- **Entries supplied**:
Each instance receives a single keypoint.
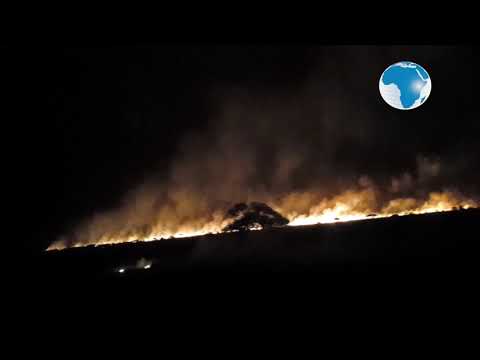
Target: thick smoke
(320, 142)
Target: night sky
(111, 117)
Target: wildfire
(300, 208)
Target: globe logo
(405, 85)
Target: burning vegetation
(294, 209)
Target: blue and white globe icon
(405, 85)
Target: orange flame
(300, 208)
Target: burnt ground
(400, 265)
(438, 245)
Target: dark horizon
(119, 116)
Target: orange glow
(304, 208)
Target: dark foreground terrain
(441, 245)
(402, 265)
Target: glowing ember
(300, 208)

- **Objective**:
Copy the lines starting at the one containing "Target: blue and white globe icon" and ending at the end of the records, substituting "red" for "orange" and keeping everything else the same. Give only those lines.

- **Solution**:
Target: blue and white globe icon
(405, 85)
Target: red flame
(300, 208)
Target: burnt ground
(400, 265)
(438, 245)
Target: dark horizon
(119, 116)
Target: red glow
(304, 208)
Target: dark foreground terrain
(441, 245)
(402, 265)
Target: glowing ember
(300, 208)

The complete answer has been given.